---------- Supplied records

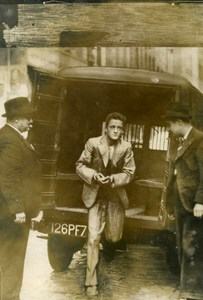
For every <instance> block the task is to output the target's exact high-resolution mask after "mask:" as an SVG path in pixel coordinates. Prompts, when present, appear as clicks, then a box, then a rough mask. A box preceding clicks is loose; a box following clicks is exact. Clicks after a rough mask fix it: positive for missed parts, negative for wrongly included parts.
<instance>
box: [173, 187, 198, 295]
mask: <svg viewBox="0 0 203 300" xmlns="http://www.w3.org/2000/svg"><path fill="white" fill-rule="evenodd" d="M174 192H175V195H174V196H175V197H174V199H175V223H176V236H177V246H178V255H179V263H180V269H181V274H180V297H181V298H191V299H203V276H202V274H203V251H202V249H203V220H202V219H199V218H197V217H195V216H194V215H193V213H190V212H188V211H186V210H185V208H184V207H183V205H182V203H181V200H180V197H179V192H178V189H177V184H176V183H175V184H174Z"/></svg>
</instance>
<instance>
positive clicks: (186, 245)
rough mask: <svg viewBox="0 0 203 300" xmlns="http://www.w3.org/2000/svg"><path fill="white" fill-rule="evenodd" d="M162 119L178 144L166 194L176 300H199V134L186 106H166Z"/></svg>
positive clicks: (202, 211)
mask: <svg viewBox="0 0 203 300" xmlns="http://www.w3.org/2000/svg"><path fill="white" fill-rule="evenodd" d="M163 118H164V119H165V120H166V122H167V123H168V126H169V129H170V131H171V132H172V134H174V135H175V137H177V138H178V139H179V141H180V143H179V147H178V149H177V154H176V157H175V159H174V161H173V163H172V168H171V172H170V174H169V180H168V185H167V193H166V208H167V211H168V213H169V214H174V215H175V224H176V235H177V246H178V255H179V263H180V299H203V218H202V216H203V133H202V132H201V131H199V130H197V129H195V128H194V127H193V126H192V125H191V119H192V115H191V112H190V108H189V106H188V105H186V104H181V103H178V102H175V103H169V105H168V107H167V109H166V112H165V115H164V116H163Z"/></svg>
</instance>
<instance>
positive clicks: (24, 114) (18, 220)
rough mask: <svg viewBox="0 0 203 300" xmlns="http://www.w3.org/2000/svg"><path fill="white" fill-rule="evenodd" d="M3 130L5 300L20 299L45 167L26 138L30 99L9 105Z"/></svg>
mask: <svg viewBox="0 0 203 300" xmlns="http://www.w3.org/2000/svg"><path fill="white" fill-rule="evenodd" d="M4 106H5V111H6V113H5V114H3V115H2V116H3V117H6V118H7V123H6V125H5V126H4V127H3V128H2V129H0V170H1V172H0V283H1V284H0V287H1V296H0V299H2V300H19V299H20V290H21V286H22V279H23V269H24V259H25V253H26V247H27V241H28V235H29V228H30V221H31V219H32V218H36V219H37V218H38V219H39V220H40V218H41V216H42V213H41V212H40V196H41V165H40V161H39V157H38V153H37V152H36V151H35V150H34V148H33V146H32V145H31V144H30V143H29V142H28V141H27V140H26V139H25V138H24V137H23V135H22V134H23V133H24V132H27V131H29V129H30V128H31V124H32V114H33V113H34V109H33V108H32V107H31V104H30V102H29V99H28V98H25V97H18V98H13V99H10V100H8V101H7V102H5V104H4Z"/></svg>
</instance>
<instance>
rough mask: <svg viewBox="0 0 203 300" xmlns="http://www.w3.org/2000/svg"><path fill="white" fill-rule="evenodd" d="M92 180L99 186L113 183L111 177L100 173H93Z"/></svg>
mask: <svg viewBox="0 0 203 300" xmlns="http://www.w3.org/2000/svg"><path fill="white" fill-rule="evenodd" d="M94 180H95V181H96V182H98V183H99V184H108V183H110V184H111V183H112V182H113V176H112V175H111V176H104V175H103V174H102V173H95V174H94Z"/></svg>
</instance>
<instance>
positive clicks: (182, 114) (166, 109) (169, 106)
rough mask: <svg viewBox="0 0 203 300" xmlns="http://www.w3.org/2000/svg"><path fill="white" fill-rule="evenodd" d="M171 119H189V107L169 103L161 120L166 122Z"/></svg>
mask: <svg viewBox="0 0 203 300" xmlns="http://www.w3.org/2000/svg"><path fill="white" fill-rule="evenodd" d="M171 118H187V119H191V118H192V115H191V112H190V108H189V105H187V104H183V103H179V102H170V103H169V104H168V106H167V107H166V111H165V114H164V115H163V116H162V119H166V120H167V119H171Z"/></svg>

--------------------

Exercise description »
Nothing but the pictures may be dropped; restate the material word for word.

Response below »
For every <instance> block the task is to output the target's exact high-resolution mask after "mask:" as an SVG path in pixel coordinates. Prompts, when present, appear as clicks, then a box, then a rough mask. A box preceding clicks is loose; a box following clicks is exact. Clicks after a rough mask fix it: positive for missed parts, negative for wrongly included parts.
<instance>
box: [173, 187, 198, 295]
mask: <svg viewBox="0 0 203 300" xmlns="http://www.w3.org/2000/svg"><path fill="white" fill-rule="evenodd" d="M174 192H175V195H174V196H175V197H174V199H175V223H176V236H177V246H178V255H179V263H180V269H181V274H180V297H181V298H191V299H203V276H202V274H203V251H202V249H203V220H202V219H199V218H197V217H195V216H194V215H193V213H190V212H188V211H186V210H185V208H184V207H183V205H182V203H181V200H180V197H179V192H178V189H177V184H176V183H175V184H174Z"/></svg>
</instance>
<instance>
positive clicks: (186, 245)
rough mask: <svg viewBox="0 0 203 300" xmlns="http://www.w3.org/2000/svg"><path fill="white" fill-rule="evenodd" d="M162 119L178 144L166 194L176 300H199V134L186 106H166Z"/></svg>
positive clicks: (202, 211)
mask: <svg viewBox="0 0 203 300" xmlns="http://www.w3.org/2000/svg"><path fill="white" fill-rule="evenodd" d="M163 118H164V119H165V120H166V122H167V123H168V126H169V129H170V131H171V132H172V134H174V135H175V137H177V138H178V139H179V141H180V143H179V147H178V149H177V154H176V157H175V159H174V161H173V163H172V168H171V172H170V174H169V180H168V185H167V193H166V208H167V211H168V213H169V214H174V215H175V224H176V235H177V246H178V255H179V263H180V299H203V218H202V216H203V133H202V132H201V131H199V130H197V129H195V128H194V127H193V126H192V125H191V119H192V115H191V112H190V108H189V106H188V105H186V104H181V103H178V102H175V103H169V105H168V107H167V109H166V112H165V115H164V116H163Z"/></svg>
</instance>
<instance>
positive clicks: (24, 114) (18, 220)
rough mask: <svg viewBox="0 0 203 300" xmlns="http://www.w3.org/2000/svg"><path fill="white" fill-rule="evenodd" d="M3 130L5 300L20 299L45 167L26 138L30 99L9 105Z"/></svg>
mask: <svg viewBox="0 0 203 300" xmlns="http://www.w3.org/2000/svg"><path fill="white" fill-rule="evenodd" d="M4 106H5V111H6V113H5V114H3V115H2V116H3V117H6V118H7V123H6V125H5V126H4V127H3V128H2V129H0V170H1V172H0V283H1V284H0V287H1V296H0V299H2V300H19V299H20V290H21V286H22V279H23V269H24V259H25V253H26V247H27V241H28V235H29V228H30V221H31V219H32V218H36V219H37V218H38V219H39V220H40V218H41V216H42V213H41V212H40V196H41V165H40V161H39V157H38V153H37V152H36V151H35V150H34V148H33V146H32V145H31V144H30V143H29V142H28V141H27V140H26V139H25V138H24V137H23V135H22V134H23V133H24V132H27V131H29V129H30V128H31V124H32V114H33V113H34V109H33V108H32V107H31V104H30V102H29V99H28V98H25V97H18V98H13V99H10V100H8V101H7V102H5V104H4Z"/></svg>
</instance>
<instance>
rough mask: <svg viewBox="0 0 203 300" xmlns="http://www.w3.org/2000/svg"><path fill="white" fill-rule="evenodd" d="M92 180L99 186L113 183L111 177L100 173H93Z"/></svg>
mask: <svg viewBox="0 0 203 300" xmlns="http://www.w3.org/2000/svg"><path fill="white" fill-rule="evenodd" d="M94 180H95V181H96V182H98V183H99V184H108V183H110V184H111V183H112V182H113V176H112V175H111V176H104V175H103V174H102V173H95V174H94Z"/></svg>
</instance>
<instance>
positive clicks: (182, 114) (166, 109) (169, 106)
rough mask: <svg viewBox="0 0 203 300" xmlns="http://www.w3.org/2000/svg"><path fill="white" fill-rule="evenodd" d="M171 119H189V107L169 103L161 120L166 122Z"/></svg>
mask: <svg viewBox="0 0 203 300" xmlns="http://www.w3.org/2000/svg"><path fill="white" fill-rule="evenodd" d="M171 118H187V119H191V118H192V115H191V112H190V108H189V105H187V104H183V103H179V102H170V103H169V104H168V106H167V107H166V111H165V114H164V115H163V116H162V119H166V120H167V119H171Z"/></svg>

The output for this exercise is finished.